◆ **Extracted information**:
* * * * * * *
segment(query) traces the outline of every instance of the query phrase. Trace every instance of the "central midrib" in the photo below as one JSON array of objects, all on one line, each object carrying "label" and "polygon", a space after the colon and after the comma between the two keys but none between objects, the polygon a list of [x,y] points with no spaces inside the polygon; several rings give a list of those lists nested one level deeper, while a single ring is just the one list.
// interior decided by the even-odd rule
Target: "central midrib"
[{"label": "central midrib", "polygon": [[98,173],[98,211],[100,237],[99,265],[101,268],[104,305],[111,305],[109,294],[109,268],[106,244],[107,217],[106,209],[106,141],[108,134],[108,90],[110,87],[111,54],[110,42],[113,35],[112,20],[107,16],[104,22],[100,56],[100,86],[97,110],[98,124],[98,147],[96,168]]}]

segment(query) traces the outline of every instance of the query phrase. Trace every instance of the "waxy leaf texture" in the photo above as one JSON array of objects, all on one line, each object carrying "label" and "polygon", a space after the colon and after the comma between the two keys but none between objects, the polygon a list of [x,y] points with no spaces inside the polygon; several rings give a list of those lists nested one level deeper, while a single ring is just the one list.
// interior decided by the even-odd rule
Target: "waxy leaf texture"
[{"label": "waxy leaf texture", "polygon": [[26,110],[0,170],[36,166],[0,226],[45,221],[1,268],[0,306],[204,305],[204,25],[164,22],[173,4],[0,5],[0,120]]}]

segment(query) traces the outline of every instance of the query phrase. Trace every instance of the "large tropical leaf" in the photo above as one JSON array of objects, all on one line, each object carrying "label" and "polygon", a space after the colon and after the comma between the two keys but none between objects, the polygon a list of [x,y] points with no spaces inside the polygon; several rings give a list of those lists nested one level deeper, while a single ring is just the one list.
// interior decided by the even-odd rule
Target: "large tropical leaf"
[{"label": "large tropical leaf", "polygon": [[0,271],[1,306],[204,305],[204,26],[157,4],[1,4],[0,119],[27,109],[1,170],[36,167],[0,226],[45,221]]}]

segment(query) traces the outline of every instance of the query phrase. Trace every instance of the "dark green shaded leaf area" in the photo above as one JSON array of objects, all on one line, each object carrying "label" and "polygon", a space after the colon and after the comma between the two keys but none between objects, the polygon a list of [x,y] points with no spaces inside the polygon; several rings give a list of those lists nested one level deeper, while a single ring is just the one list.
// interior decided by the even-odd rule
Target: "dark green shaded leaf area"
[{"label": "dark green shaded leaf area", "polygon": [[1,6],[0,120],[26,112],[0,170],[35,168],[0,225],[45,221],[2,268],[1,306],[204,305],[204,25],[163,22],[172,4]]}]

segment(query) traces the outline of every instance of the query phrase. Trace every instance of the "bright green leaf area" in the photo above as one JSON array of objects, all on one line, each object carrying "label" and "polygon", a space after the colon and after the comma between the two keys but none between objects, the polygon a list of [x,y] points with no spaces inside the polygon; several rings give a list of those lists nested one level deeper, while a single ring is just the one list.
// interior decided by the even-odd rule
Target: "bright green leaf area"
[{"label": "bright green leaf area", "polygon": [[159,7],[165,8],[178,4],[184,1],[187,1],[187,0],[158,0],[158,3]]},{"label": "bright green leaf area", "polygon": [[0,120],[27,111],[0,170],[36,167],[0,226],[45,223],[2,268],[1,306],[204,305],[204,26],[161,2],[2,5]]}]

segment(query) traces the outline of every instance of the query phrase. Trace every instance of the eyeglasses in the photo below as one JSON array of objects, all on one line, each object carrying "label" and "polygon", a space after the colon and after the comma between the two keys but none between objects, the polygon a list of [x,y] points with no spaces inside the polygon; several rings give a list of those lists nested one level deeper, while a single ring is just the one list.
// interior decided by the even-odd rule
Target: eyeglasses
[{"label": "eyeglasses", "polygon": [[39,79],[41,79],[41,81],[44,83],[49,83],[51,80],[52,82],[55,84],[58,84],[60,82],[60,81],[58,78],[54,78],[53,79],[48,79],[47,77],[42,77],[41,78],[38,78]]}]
* * * * * * *
◆ **Task**:
Please retype all of the data above, line for line, with no changes.

◆ **Written solution**:
segment(query) traces the outline of every instance of the query phrase. Trace every instance of the "central midrib" in the photo below as one JSON array of objects, all on one line, each object carrying "label" and "polygon", a space after the colon and after the comma between the two keys but none between objects, the polygon a list of [x,y] points with no spaces inside the polygon; several rings give a list of those lists nested one level deeper, while a single ring is just the one list.
// interior decided by the even-odd rule
Target: "central midrib"
[{"label": "central midrib", "polygon": [[98,173],[98,211],[100,237],[99,265],[101,268],[104,305],[111,305],[109,294],[109,268],[106,244],[107,217],[106,209],[106,141],[108,134],[108,90],[110,87],[111,54],[110,42],[113,35],[112,20],[107,16],[104,22],[100,56],[100,86],[97,110],[98,124],[98,147],[96,168]]}]

segment(query) traces the outline of every instance of the query phrase. Trace every instance of the "waxy leaf texture" in the photo above as one JSON array of objects, all on one line, each object carrying "label" and "polygon", a space after the colon and after the comma between the two keys but none between objects, the polygon a list of [x,y] points with no spaces inside the polygon; several rings give a list of those lists nested one level deeper, while a single ring is just the one list.
// interior decided by the even-odd rule
Target: "waxy leaf texture"
[{"label": "waxy leaf texture", "polygon": [[26,110],[0,170],[36,166],[0,226],[45,221],[1,268],[0,306],[204,305],[204,25],[164,22],[173,4],[0,5],[0,120]]}]

segment(query) traces the outline of every instance of the query phrase. Trace every instance of the "large tropical leaf" in the photo above as one JSON array of objects, all on one line, each object carrying "label" and "polygon", a space after the colon and after the comma between the two keys but none between objects, the polygon a list of [x,y] points with no spaces inside the polygon; several rings give a list of those lists nested one level deeper, while a single ring is just the one list.
// interior decided by the even-odd rule
Target: "large tropical leaf"
[{"label": "large tropical leaf", "polygon": [[0,271],[1,306],[204,305],[204,26],[157,4],[1,4],[0,119],[27,109],[1,170],[36,167],[0,226],[45,221]]}]

segment(query) traces the outline of every instance of the query phrase. Trace every instance of the "dark green shaded leaf area" in the photo above as one JSON array of objects, all on one line, each object carrying "label" and "polygon", a space after the colon and after the comma between the two keys but none between objects, the polygon a list of [x,y] points with no spaces inside the polygon; several rings give a list of those lists nested one level deeper, while a single ring is just the one list.
// interior decided by the even-odd rule
Target: "dark green shaded leaf area"
[{"label": "dark green shaded leaf area", "polygon": [[1,6],[0,120],[26,112],[0,170],[35,168],[0,225],[45,221],[2,268],[1,306],[204,305],[204,25],[163,22],[172,4]]}]

segment(query) traces the outline of every instance of the query phrase. Trace every instance of the "bright green leaf area" in the photo above as one JSON array of objects, all on one line, each object carrying "label" and "polygon", a space after the colon and after the comma between the two keys but none between objects, the polygon a list of [x,y] points with no spaces inside the polygon; several rings give a list of those lists nested one level deeper, while a single ring is just the one list.
// interior decided by the even-odd rule
Target: "bright green leaf area"
[{"label": "bright green leaf area", "polygon": [[159,7],[165,8],[178,4],[184,1],[187,1],[187,0],[158,0],[158,3]]},{"label": "bright green leaf area", "polygon": [[0,120],[27,111],[0,170],[36,167],[0,226],[45,223],[2,268],[1,306],[204,305],[204,26],[161,2],[2,5]]}]

segment(query) traces the outline of every instance of the query phrase. Trace every instance of the eyeglasses in the photo below as one JSON array of objects, all on one line, each object carrying "label" and "polygon", a space after the colon and after the comma between the two keys but none between objects, the polygon a list of [x,y] points with no spaces inside the polygon; several rings give a list of those lists nested one level deeper, while a single ring is just the one list.
// interior decided by the even-odd rule
Target: eyeglasses
[{"label": "eyeglasses", "polygon": [[39,79],[41,79],[41,81],[44,83],[49,83],[51,80],[52,82],[55,84],[58,84],[60,82],[60,81],[58,78],[54,78],[53,79],[48,79],[47,77],[42,77],[41,78],[38,78]]}]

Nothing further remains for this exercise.